DIRECTIVE
Please extract everything from the line that contains "--target blue sky" down to the line that contains "177 24 L 177", both included, and copy those lines exactly. Leave the pictures out of your answer.

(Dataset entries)
☆ ☆ ☆ ☆ ☆ ☆ ☆

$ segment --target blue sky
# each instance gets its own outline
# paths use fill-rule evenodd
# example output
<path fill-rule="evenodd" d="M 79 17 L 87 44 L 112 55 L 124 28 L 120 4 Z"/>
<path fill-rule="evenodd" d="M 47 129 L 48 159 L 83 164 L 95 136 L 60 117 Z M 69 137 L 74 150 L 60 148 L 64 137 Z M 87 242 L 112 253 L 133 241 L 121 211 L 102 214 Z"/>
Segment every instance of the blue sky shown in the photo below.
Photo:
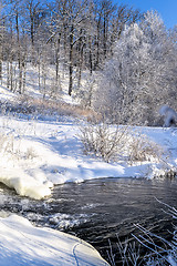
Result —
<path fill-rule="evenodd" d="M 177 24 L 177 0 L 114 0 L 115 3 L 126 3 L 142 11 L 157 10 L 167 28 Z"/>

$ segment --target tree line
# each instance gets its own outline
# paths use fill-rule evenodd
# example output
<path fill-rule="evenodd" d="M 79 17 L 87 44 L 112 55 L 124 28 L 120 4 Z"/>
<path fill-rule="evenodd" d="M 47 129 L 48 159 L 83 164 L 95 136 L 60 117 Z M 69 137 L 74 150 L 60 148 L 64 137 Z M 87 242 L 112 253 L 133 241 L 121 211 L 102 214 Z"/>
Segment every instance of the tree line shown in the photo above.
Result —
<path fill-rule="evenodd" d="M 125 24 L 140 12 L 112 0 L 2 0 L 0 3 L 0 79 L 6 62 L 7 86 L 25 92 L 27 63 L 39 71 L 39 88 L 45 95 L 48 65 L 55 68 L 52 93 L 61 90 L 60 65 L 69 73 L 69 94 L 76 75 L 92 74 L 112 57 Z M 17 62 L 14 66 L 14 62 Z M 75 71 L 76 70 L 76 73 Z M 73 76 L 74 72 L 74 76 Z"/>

☆ ☆ ☆ ☆ ☆ ☆ ☆

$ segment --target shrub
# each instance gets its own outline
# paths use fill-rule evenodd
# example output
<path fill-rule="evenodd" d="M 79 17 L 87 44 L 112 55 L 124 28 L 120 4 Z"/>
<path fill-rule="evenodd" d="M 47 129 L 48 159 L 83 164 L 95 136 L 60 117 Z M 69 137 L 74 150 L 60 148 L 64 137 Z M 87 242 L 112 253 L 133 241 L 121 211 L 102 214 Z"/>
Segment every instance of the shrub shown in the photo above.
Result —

☆ ☆ ☆ ☆ ☆ ☆ ☆

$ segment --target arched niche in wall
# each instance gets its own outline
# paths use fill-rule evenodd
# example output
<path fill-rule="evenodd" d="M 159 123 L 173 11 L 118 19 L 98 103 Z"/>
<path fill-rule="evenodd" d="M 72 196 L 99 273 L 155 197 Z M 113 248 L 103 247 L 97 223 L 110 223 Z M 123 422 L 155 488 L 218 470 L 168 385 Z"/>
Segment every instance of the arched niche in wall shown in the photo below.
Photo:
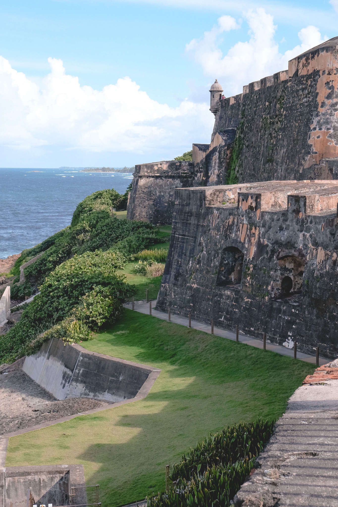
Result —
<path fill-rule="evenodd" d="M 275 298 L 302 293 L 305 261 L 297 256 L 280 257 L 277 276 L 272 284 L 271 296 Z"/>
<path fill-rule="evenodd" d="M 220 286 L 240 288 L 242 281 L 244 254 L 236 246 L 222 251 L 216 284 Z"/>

☆ ☆ ☆ ☆ ☆ ☆ ☆

EXERCISE OUTPUT
$ segment --target blue sky
# each instance gets its own outline
# paths use fill-rule evenodd
# example output
<path fill-rule="evenodd" d="M 79 17 L 87 44 L 112 55 L 124 28 L 120 4 Z"/>
<path fill-rule="evenodd" d="M 47 129 L 48 159 L 83 164 L 95 136 L 60 117 Z M 69 137 L 74 150 L 60 148 L 64 137 Z M 87 242 L 112 253 L 133 241 L 121 211 L 102 214 Z"/>
Segment every instance of the blue sky shown in the photo below.
Photo:
Result —
<path fill-rule="evenodd" d="M 177 24 L 177 0 L 114 0 L 115 3 L 126 3 L 142 11 L 157 10 L 167 28 Z"/>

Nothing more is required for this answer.